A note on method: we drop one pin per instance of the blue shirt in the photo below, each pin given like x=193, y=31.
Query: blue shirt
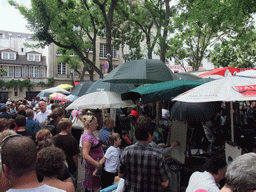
x=32, y=126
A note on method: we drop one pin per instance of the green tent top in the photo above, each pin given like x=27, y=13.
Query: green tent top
x=161, y=91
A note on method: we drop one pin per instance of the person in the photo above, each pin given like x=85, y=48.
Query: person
x=65, y=141
x=17, y=151
x=241, y=174
x=32, y=126
x=43, y=135
x=92, y=153
x=143, y=167
x=111, y=160
x=4, y=182
x=51, y=164
x=4, y=113
x=215, y=168
x=108, y=126
x=20, y=122
x=165, y=113
x=4, y=124
x=53, y=120
x=43, y=114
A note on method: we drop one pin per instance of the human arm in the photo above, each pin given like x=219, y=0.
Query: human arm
x=86, y=149
x=75, y=158
x=101, y=163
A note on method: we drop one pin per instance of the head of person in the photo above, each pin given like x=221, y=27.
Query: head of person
x=241, y=173
x=19, y=156
x=43, y=135
x=90, y=122
x=3, y=109
x=108, y=123
x=216, y=166
x=30, y=114
x=20, y=121
x=51, y=162
x=144, y=129
x=57, y=114
x=55, y=106
x=64, y=124
x=42, y=106
x=114, y=137
x=4, y=124
x=45, y=143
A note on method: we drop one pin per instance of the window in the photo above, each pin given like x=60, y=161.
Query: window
x=11, y=71
x=10, y=56
x=103, y=51
x=17, y=71
x=6, y=68
x=31, y=71
x=36, y=71
x=34, y=57
x=62, y=69
x=25, y=72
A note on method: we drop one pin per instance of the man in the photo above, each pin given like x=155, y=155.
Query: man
x=20, y=122
x=108, y=126
x=241, y=174
x=215, y=169
x=4, y=113
x=32, y=126
x=142, y=166
x=19, y=156
x=42, y=115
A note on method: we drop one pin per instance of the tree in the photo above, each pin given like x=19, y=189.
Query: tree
x=201, y=24
x=54, y=22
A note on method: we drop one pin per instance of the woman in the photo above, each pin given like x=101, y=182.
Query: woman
x=92, y=153
x=51, y=164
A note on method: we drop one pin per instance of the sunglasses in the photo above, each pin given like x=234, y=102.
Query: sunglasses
x=5, y=139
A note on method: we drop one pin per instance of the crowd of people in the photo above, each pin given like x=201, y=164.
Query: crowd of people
x=39, y=145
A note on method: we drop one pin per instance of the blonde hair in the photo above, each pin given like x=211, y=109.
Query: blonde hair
x=88, y=119
x=43, y=135
x=64, y=123
x=113, y=137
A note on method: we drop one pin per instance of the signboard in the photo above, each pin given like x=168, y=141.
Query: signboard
x=106, y=67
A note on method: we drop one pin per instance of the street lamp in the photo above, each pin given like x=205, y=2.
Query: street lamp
x=72, y=70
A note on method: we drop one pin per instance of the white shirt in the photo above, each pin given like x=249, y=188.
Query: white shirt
x=41, y=117
x=112, y=159
x=202, y=180
x=165, y=113
x=44, y=188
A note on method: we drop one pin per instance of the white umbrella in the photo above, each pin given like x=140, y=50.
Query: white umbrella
x=56, y=90
x=247, y=73
x=232, y=88
x=100, y=100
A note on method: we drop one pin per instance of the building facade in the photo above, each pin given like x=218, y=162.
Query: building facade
x=20, y=62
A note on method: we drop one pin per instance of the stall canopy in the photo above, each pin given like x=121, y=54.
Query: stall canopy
x=141, y=72
x=81, y=88
x=160, y=91
x=113, y=87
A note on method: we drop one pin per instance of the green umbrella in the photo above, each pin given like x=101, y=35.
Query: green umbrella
x=141, y=72
x=160, y=91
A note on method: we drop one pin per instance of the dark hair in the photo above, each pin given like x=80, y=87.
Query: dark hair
x=51, y=162
x=19, y=154
x=144, y=127
x=214, y=164
x=20, y=120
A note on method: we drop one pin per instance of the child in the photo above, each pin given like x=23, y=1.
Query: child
x=111, y=160
x=65, y=141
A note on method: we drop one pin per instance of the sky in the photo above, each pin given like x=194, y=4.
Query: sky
x=11, y=19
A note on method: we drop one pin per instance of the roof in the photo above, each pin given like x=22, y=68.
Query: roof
x=34, y=52
x=9, y=50
x=22, y=60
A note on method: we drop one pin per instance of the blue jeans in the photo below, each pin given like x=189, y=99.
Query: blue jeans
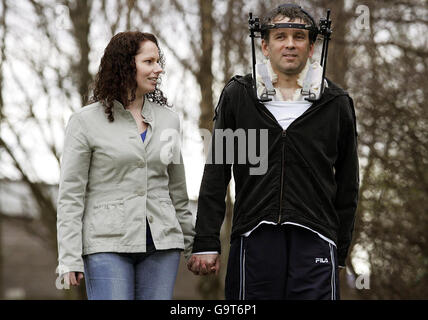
x=131, y=276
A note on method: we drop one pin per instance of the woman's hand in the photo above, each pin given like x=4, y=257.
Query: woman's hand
x=74, y=278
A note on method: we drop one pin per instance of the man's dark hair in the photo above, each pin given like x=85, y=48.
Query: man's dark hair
x=292, y=12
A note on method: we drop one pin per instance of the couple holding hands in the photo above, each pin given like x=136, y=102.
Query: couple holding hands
x=123, y=217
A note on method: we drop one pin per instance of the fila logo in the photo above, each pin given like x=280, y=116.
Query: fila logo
x=321, y=260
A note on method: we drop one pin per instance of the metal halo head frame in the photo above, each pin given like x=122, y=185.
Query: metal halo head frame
x=324, y=30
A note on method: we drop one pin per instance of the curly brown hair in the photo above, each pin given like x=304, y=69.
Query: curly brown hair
x=115, y=79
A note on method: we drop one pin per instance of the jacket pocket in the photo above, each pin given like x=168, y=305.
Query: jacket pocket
x=169, y=217
x=108, y=219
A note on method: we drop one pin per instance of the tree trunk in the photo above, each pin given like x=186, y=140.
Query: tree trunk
x=80, y=18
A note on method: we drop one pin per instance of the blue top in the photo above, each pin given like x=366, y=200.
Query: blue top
x=149, y=238
x=143, y=135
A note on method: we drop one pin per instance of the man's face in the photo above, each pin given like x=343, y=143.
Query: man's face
x=288, y=49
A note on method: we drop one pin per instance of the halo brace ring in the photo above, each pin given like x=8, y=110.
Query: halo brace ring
x=324, y=29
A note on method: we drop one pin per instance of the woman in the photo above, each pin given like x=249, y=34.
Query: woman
x=122, y=203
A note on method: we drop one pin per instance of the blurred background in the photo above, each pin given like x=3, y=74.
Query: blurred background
x=49, y=55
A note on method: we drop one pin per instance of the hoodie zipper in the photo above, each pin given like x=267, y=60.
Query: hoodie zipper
x=283, y=135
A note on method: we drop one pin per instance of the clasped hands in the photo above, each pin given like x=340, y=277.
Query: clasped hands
x=204, y=264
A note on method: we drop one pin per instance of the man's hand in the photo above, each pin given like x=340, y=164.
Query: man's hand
x=203, y=264
x=74, y=278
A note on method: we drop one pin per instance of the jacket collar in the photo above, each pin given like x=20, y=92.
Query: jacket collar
x=146, y=111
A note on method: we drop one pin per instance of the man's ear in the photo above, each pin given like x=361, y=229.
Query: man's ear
x=265, y=49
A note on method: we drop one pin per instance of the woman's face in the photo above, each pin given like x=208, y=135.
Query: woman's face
x=148, y=68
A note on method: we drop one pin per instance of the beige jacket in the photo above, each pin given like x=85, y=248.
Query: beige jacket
x=111, y=181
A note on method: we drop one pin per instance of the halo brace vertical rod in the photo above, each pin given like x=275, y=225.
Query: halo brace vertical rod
x=254, y=25
x=324, y=29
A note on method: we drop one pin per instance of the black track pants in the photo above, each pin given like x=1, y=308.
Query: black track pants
x=282, y=262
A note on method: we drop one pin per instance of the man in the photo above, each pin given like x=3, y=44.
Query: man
x=292, y=225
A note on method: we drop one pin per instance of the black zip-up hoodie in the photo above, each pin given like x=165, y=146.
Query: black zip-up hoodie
x=312, y=176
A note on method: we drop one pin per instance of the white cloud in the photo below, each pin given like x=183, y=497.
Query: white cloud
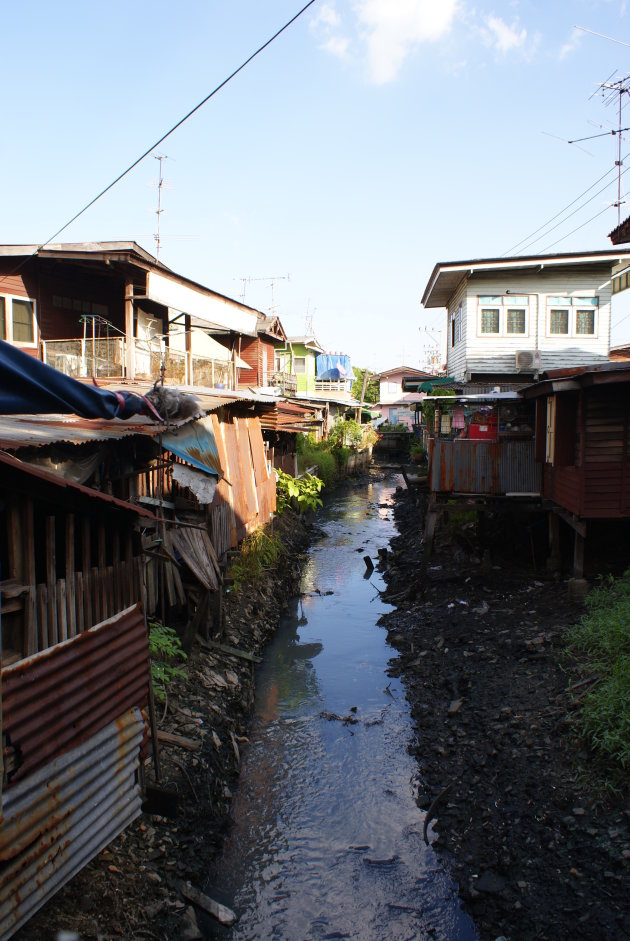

───

■ Prompt: Find every line in the items above that contains the string "clasped" and copy each one out. Case counts.

■ Right answer:
A note on method: we drop one pin per instance of the clasped hands in the photo above, each pin given like x=340, y=277.
Query: clasped hands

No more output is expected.